Stored items from a collection:
• • • •

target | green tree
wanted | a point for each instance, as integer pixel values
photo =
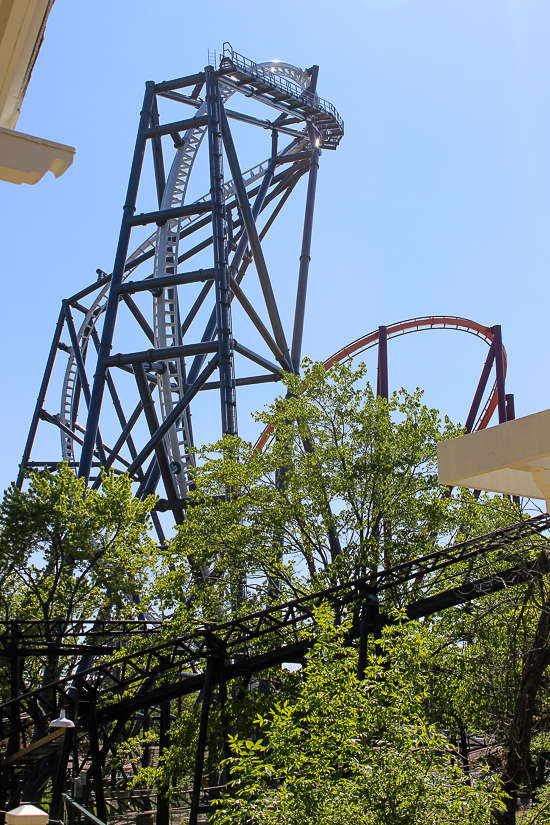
(348, 750)
(68, 553)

• • • •

Work item: Your copy should match the data exactly, apart from the images, which are dropped.

Answer space:
target | green tree
wanted | a point for each instance, as integer pixel values
photo =
(348, 750)
(68, 553)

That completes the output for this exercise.